[Collected data entries]
=====
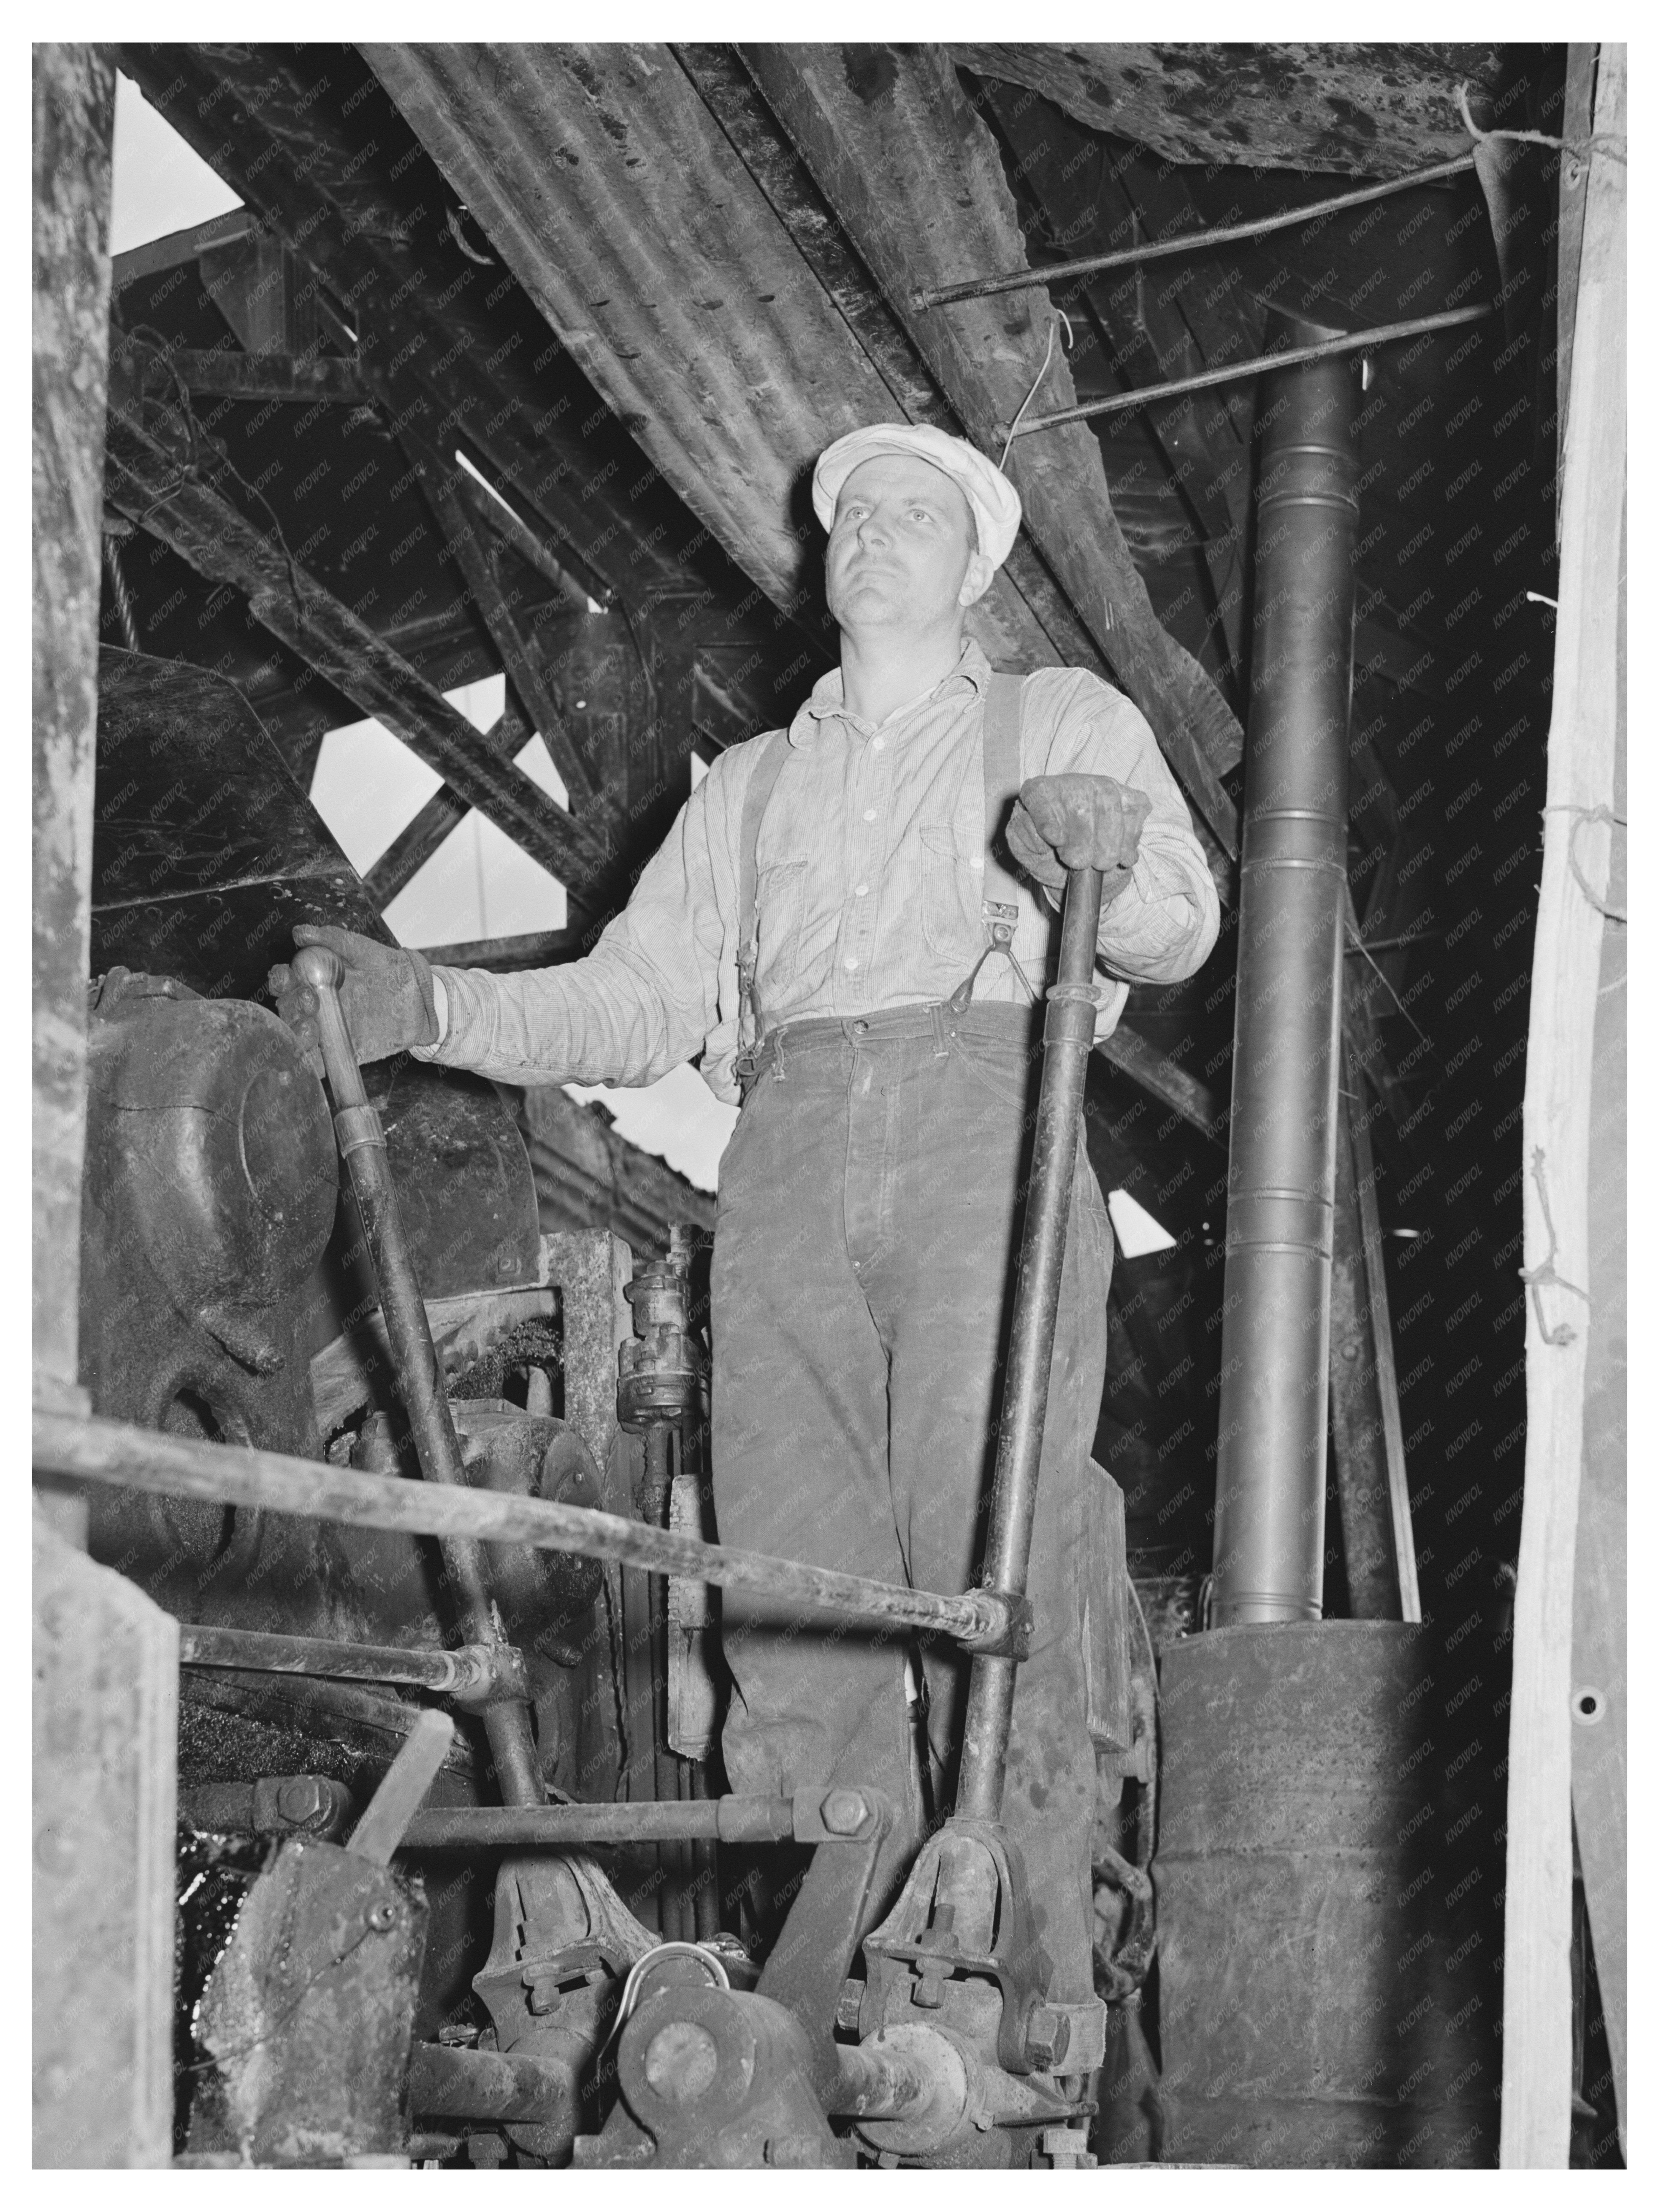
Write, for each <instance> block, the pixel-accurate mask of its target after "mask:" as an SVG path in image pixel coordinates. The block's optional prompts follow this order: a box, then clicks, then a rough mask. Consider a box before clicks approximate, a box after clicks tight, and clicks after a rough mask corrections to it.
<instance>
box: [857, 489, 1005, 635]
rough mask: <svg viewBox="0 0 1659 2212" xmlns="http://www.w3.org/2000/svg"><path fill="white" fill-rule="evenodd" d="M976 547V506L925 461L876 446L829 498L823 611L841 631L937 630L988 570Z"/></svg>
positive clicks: (975, 585)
=====
## ACTIVITY:
Line by line, print the records exactly, leaving the pictures behind.

## EXPECTED OUTPUT:
Write, for each <instance> block, the pixel-accurate mask of its target after "mask:" as an SVG path in image pixel coordinates. The block's optional prompts follow this order: a box, then clicks, then a rough mask. Consider a box before clicks approximate, a box after clicks tight, and clicks after a rough mask corrections to it.
<instance>
box: [857, 489, 1005, 635]
rough mask: <svg viewBox="0 0 1659 2212" xmlns="http://www.w3.org/2000/svg"><path fill="white" fill-rule="evenodd" d="M976 547V506L925 461L876 446L829 498L823 611L841 631L937 630L988 570Z"/></svg>
positive clicks: (975, 585)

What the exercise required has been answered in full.